One of Hudson’s works, surprisingly an older work, stands out as exceptional.  In this piece, which is quite small, the physical texture of the surface is enhanced by the inclusion of what seem to be clumps of actual human hair.  Clogged with oil paint, they take on the appearance of a post-Valdez sea otter’s fur, revolting but alluring.  Contrasted with the rendering of the skin, which in his older work is smoother and more detailed (rather like an Odd Nerdrum), the effect is stunning.

In a strange, square little back room like a freight elevator or bank vault was a cycloramic installation of small paintings by Laurie Hogin.  I met Hogin at the reception for 39 Verbs at Packer-Schopf gallery, where she was displaying some of her “bunny rabbit” paintings behind a desk strewn with the brightly-colored packaging from various junk food products (sugary breakfast cereals and the like).  The bunnies were color-coordinated with the junk food wrappers, and some suggestion was made that these rabbits were being contaminated in some way by the aesthetic of our industrial food system.

Laurie Hogin

In the powerfully claustrophobic project space at Peter Miller, Hogin has quite a few paintings of angry, screeching monkeys.  Here, the influences of culture on nature were more overt:  one holds a little flag adorned with Microsoft’s Windows logo, another, a tiny video camera.  Nearly all are garishly colored and most are baring their teeth in a display of something between terror and rage. (Her bunnies didn’t appear terribly cuddly, either.)  Hogin falls somewhere between Alexis Rockman and Michael Pollan for me, guiding and warning us as a culture while holding our interest with the skill of her craft and the passion of her singular vision.

• _Items from a data source_:

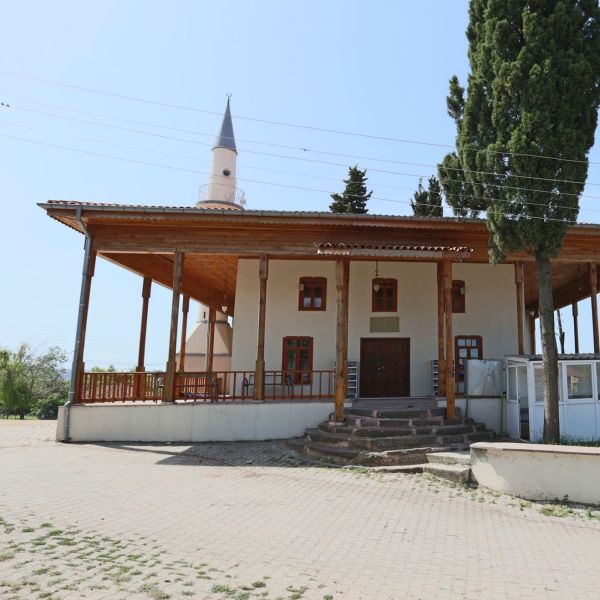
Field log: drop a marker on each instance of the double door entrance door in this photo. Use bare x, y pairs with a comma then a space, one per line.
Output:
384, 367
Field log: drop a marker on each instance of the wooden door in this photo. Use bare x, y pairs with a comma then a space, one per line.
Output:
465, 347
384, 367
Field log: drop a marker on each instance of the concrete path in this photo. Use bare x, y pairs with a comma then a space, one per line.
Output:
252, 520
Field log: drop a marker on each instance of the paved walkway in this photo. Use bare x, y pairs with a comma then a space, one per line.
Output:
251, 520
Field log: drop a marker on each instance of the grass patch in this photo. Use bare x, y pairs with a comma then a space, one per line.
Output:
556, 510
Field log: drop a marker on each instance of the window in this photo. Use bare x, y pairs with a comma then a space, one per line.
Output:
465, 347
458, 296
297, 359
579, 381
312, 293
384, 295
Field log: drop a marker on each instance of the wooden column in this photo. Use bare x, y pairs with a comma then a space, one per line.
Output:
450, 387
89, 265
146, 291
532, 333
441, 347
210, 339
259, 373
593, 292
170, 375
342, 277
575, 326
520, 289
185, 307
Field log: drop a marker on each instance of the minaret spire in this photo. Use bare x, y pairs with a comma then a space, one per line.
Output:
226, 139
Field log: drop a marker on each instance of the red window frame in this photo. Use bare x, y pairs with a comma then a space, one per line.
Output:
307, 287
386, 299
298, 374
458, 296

• _Task 1_: In the art review, what logo appears on the little flag that one of the monkeys holds?
• _Task 2_: Please transcribe the passage of the art review between "In a strange, square" and "industrial food system.", inclusive.
The records aren't needed for the work here.

• _Written reply 1_: Microsoft's Windows logo.

• _Written reply 2_:
In a strange, square little back room like a freight elevator or bank vault was a cycloramic installation of small paintings by Laurie Hogin.  I met Hogin at the reception for 39 Verbs at Packer-Schopf gallery, where she was displaying some of her “bunny rabbit” paintings behind a desk strewn with the brightly-colored packaging from various junk food products (sugary breakfast cereals and the like).  The bunnies were color-coordinated with the junk food wrappers, and some suggestion was made that these rabbits were being contaminated in some way by the aesthetic of our industrial food system.